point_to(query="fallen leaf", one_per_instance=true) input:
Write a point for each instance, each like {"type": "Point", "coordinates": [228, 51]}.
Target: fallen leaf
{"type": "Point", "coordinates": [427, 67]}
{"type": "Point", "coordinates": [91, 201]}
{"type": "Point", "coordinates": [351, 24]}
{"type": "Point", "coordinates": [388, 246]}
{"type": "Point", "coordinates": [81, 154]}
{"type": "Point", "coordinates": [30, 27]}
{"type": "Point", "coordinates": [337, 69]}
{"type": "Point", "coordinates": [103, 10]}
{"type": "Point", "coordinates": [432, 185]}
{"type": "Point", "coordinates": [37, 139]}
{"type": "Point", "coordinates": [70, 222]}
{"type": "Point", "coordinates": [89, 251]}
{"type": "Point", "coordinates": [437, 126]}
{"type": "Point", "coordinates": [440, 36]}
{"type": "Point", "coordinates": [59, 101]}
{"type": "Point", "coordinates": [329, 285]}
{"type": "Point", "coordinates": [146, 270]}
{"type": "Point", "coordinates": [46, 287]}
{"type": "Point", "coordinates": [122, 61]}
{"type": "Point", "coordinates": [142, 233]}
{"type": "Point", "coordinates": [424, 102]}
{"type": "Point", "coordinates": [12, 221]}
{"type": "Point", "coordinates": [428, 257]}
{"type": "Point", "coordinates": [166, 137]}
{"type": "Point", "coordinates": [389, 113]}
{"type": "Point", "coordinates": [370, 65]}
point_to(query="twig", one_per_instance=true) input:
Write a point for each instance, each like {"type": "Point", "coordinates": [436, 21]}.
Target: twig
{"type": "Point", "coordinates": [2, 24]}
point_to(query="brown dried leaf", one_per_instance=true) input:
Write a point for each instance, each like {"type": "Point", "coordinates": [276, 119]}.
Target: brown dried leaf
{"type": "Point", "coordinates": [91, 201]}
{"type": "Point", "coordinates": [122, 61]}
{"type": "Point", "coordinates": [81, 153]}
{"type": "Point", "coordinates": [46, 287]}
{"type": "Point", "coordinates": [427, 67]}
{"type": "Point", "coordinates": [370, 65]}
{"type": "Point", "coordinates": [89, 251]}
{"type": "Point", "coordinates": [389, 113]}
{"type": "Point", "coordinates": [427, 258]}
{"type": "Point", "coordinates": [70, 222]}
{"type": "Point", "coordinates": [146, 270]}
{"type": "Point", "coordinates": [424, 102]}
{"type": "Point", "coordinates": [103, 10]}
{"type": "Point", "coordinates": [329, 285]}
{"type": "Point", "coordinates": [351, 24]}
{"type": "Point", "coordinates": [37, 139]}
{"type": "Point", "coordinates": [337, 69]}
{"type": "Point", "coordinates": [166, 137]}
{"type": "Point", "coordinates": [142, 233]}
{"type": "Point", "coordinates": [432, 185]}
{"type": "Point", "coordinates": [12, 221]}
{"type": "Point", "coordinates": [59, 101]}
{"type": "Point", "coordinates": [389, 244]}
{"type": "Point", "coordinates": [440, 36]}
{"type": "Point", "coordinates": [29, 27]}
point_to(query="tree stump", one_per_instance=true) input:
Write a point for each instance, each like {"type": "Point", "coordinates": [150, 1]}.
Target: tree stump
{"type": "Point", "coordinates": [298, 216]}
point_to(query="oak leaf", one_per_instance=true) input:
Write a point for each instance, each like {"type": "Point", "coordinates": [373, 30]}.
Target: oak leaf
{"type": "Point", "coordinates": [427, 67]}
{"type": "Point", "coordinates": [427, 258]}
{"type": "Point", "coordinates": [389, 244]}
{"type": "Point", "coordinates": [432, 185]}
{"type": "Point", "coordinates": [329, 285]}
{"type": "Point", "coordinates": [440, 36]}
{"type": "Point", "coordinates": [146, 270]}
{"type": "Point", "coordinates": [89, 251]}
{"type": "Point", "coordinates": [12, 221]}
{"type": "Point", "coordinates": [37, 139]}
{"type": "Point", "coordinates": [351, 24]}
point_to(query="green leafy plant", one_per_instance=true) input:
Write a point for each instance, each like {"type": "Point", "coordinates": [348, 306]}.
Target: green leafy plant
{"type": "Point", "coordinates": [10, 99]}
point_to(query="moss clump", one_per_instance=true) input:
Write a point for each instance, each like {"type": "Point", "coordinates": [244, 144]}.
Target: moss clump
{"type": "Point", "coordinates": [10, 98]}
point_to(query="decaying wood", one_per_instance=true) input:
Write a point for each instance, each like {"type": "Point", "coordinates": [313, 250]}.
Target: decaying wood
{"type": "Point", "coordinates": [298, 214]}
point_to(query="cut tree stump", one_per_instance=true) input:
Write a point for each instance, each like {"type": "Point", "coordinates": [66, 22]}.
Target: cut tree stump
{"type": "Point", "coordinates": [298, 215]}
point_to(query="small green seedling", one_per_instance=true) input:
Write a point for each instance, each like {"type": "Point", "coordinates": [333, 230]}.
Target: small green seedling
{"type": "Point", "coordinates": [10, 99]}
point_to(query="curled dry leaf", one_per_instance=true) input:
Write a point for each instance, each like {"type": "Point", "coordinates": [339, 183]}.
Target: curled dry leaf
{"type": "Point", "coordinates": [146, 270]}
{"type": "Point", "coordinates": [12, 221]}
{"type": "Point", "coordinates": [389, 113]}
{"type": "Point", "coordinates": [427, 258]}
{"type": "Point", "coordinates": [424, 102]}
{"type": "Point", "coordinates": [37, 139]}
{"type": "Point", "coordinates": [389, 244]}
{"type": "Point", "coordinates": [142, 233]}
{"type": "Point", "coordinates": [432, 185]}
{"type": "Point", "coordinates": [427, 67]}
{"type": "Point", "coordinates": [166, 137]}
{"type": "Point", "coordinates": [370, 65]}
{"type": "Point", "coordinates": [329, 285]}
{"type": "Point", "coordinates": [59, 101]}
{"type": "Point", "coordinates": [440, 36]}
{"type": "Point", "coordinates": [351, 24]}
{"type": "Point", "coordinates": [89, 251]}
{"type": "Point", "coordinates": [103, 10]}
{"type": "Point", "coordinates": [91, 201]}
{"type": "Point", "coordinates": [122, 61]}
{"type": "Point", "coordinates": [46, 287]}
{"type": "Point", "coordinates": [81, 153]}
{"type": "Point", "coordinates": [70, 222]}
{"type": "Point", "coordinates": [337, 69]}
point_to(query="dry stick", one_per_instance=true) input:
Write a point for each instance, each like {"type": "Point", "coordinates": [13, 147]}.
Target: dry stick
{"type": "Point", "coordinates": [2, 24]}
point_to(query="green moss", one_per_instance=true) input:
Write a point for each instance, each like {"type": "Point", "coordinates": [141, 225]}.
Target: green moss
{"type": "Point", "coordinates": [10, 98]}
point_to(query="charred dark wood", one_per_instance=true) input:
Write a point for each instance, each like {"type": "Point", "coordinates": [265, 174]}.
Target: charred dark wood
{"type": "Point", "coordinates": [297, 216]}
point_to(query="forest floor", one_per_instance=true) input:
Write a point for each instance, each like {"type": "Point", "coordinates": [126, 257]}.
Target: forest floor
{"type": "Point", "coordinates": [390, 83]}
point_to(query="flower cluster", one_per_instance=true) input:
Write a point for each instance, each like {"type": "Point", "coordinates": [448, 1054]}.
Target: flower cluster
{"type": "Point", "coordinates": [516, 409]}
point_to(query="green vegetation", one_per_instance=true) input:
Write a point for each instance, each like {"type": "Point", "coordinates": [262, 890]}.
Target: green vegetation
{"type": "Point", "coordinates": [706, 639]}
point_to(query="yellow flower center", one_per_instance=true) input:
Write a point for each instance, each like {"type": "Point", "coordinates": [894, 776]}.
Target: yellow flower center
· · · · · · ·
## Description of the task
Output all preceding records character for character.

## Task response
point_to(query="fallen leaf", one_per_instance=true) input:
Write a point for each instance, each like {"type": "Point", "coordinates": [228, 51]}.
Target: fallen leaf
{"type": "Point", "coordinates": [427, 67]}
{"type": "Point", "coordinates": [91, 201]}
{"type": "Point", "coordinates": [351, 24]}
{"type": "Point", "coordinates": [388, 246]}
{"type": "Point", "coordinates": [81, 154]}
{"type": "Point", "coordinates": [30, 27]}
{"type": "Point", "coordinates": [337, 69]}
{"type": "Point", "coordinates": [103, 10]}
{"type": "Point", "coordinates": [432, 185]}
{"type": "Point", "coordinates": [37, 139]}
{"type": "Point", "coordinates": [70, 222]}
{"type": "Point", "coordinates": [89, 251]}
{"type": "Point", "coordinates": [437, 126]}
{"type": "Point", "coordinates": [440, 36]}
{"type": "Point", "coordinates": [59, 101]}
{"type": "Point", "coordinates": [329, 285]}
{"type": "Point", "coordinates": [146, 270]}
{"type": "Point", "coordinates": [46, 287]}
{"type": "Point", "coordinates": [122, 61]}
{"type": "Point", "coordinates": [142, 233]}
{"type": "Point", "coordinates": [424, 102]}
{"type": "Point", "coordinates": [12, 221]}
{"type": "Point", "coordinates": [428, 257]}
{"type": "Point", "coordinates": [166, 137]}
{"type": "Point", "coordinates": [389, 113]}
{"type": "Point", "coordinates": [370, 65]}
point_to(query="twig", one_per_instance=true) input:
Write a point for each instance, each like {"type": "Point", "coordinates": [436, 21]}.
Target: twig
{"type": "Point", "coordinates": [2, 24]}
point_to(query="brown dried leaf", one_per_instance=true) input:
Write a point for each instance, each like {"type": "Point", "coordinates": [276, 119]}.
Target: brown dried leaf
{"type": "Point", "coordinates": [91, 201]}
{"type": "Point", "coordinates": [122, 61]}
{"type": "Point", "coordinates": [81, 153]}
{"type": "Point", "coordinates": [46, 287]}
{"type": "Point", "coordinates": [427, 67]}
{"type": "Point", "coordinates": [370, 65]}
{"type": "Point", "coordinates": [89, 251]}
{"type": "Point", "coordinates": [389, 113]}
{"type": "Point", "coordinates": [427, 258]}
{"type": "Point", "coordinates": [70, 222]}
{"type": "Point", "coordinates": [146, 270]}
{"type": "Point", "coordinates": [424, 102]}
{"type": "Point", "coordinates": [103, 10]}
{"type": "Point", "coordinates": [329, 285]}
{"type": "Point", "coordinates": [351, 24]}
{"type": "Point", "coordinates": [37, 139]}
{"type": "Point", "coordinates": [337, 69]}
{"type": "Point", "coordinates": [166, 137]}
{"type": "Point", "coordinates": [142, 233]}
{"type": "Point", "coordinates": [432, 185]}
{"type": "Point", "coordinates": [12, 221]}
{"type": "Point", "coordinates": [59, 101]}
{"type": "Point", "coordinates": [389, 244]}
{"type": "Point", "coordinates": [440, 36]}
{"type": "Point", "coordinates": [29, 27]}
point_to(query="tree stump", one_per_instance=true) input:
Write a point for each instance, each like {"type": "Point", "coordinates": [150, 1]}.
Target: tree stump
{"type": "Point", "coordinates": [298, 216]}
point_to(query="oak leaf", one_per_instance=true) input:
Write a point for each instance, each like {"type": "Point", "coordinates": [373, 30]}.
Target: oak leaf
{"type": "Point", "coordinates": [427, 67]}
{"type": "Point", "coordinates": [427, 258]}
{"type": "Point", "coordinates": [389, 244]}
{"type": "Point", "coordinates": [432, 185]}
{"type": "Point", "coordinates": [329, 285]}
{"type": "Point", "coordinates": [440, 36]}
{"type": "Point", "coordinates": [146, 270]}
{"type": "Point", "coordinates": [89, 251]}
{"type": "Point", "coordinates": [12, 221]}
{"type": "Point", "coordinates": [37, 139]}
{"type": "Point", "coordinates": [351, 24]}
point_to(query="green leafy plant", one_per_instance=true) input:
Write a point for each instance, each like {"type": "Point", "coordinates": [348, 306]}.
Target: green leafy plant
{"type": "Point", "coordinates": [10, 99]}
point_to(query="moss clump", one_per_instance=true) input:
Write a point for each instance, each like {"type": "Point", "coordinates": [244, 144]}.
Target: moss clump
{"type": "Point", "coordinates": [10, 98]}
point_to(query="decaying wood", one_per_instance=true) input:
Write a point for each instance, each like {"type": "Point", "coordinates": [313, 250]}.
Target: decaying wood
{"type": "Point", "coordinates": [298, 214]}
point_to(query="cut tree stump", one_per_instance=true) input:
Write a point for each instance, each like {"type": "Point", "coordinates": [66, 22]}.
Target: cut tree stump
{"type": "Point", "coordinates": [298, 215]}
point_to(query="small green seedling", one_per_instance=true) input:
Write a point for each instance, each like {"type": "Point", "coordinates": [333, 230]}.
Target: small green seedling
{"type": "Point", "coordinates": [10, 99]}
point_to(query="curled dry leaf", one_per_instance=true) input:
Write a point for each instance, each like {"type": "Point", "coordinates": [339, 183]}.
Target: curled dry leaf
{"type": "Point", "coordinates": [146, 270]}
{"type": "Point", "coordinates": [12, 221]}
{"type": "Point", "coordinates": [389, 113]}
{"type": "Point", "coordinates": [427, 258]}
{"type": "Point", "coordinates": [424, 102]}
{"type": "Point", "coordinates": [37, 139]}
{"type": "Point", "coordinates": [389, 244]}
{"type": "Point", "coordinates": [142, 233]}
{"type": "Point", "coordinates": [432, 185]}
{"type": "Point", "coordinates": [427, 67]}
{"type": "Point", "coordinates": [166, 137]}
{"type": "Point", "coordinates": [370, 65]}
{"type": "Point", "coordinates": [329, 285]}
{"type": "Point", "coordinates": [59, 101]}
{"type": "Point", "coordinates": [440, 36]}
{"type": "Point", "coordinates": [351, 24]}
{"type": "Point", "coordinates": [89, 251]}
{"type": "Point", "coordinates": [103, 10]}
{"type": "Point", "coordinates": [91, 201]}
{"type": "Point", "coordinates": [122, 61]}
{"type": "Point", "coordinates": [46, 287]}
{"type": "Point", "coordinates": [81, 153]}
{"type": "Point", "coordinates": [70, 222]}
{"type": "Point", "coordinates": [337, 69]}
point_to(query="dry stick", one_per_instance=true) input:
Write a point for each instance, each like {"type": "Point", "coordinates": [13, 147]}.
Target: dry stick
{"type": "Point", "coordinates": [2, 24]}
point_to(query="green moss", one_per_instance=true) input:
Write a point for each instance, each like {"type": "Point", "coordinates": [141, 225]}.
Target: green moss
{"type": "Point", "coordinates": [10, 98]}
point_to(query="charred dark wood", one_per_instance=true) input:
Write a point for each instance, each like {"type": "Point", "coordinates": [265, 174]}.
Target: charred dark wood
{"type": "Point", "coordinates": [297, 216]}
point_to(query="forest floor", one_per_instance=true) input:
Write a point for each instance, each like {"type": "Point", "coordinates": [126, 257]}.
Target: forest floor
{"type": "Point", "coordinates": [390, 83]}
point_to(query="flower cluster", one_per_instance=true) input:
Write a point for each instance, each like {"type": "Point", "coordinates": [448, 1054]}.
Target: flower cluster
{"type": "Point", "coordinates": [516, 409]}
point_to(query="green vegetation", one_per_instance=true) input:
Write a point for each instance, each like {"type": "Point", "coordinates": [262, 890]}.
Target: green vegetation
{"type": "Point", "coordinates": [706, 639]}
point_to(query="yellow flower center", one_per_instance=true) input:
Write a point for each instance, each like {"type": "Point", "coordinates": [894, 776]}.
Target: yellow flower center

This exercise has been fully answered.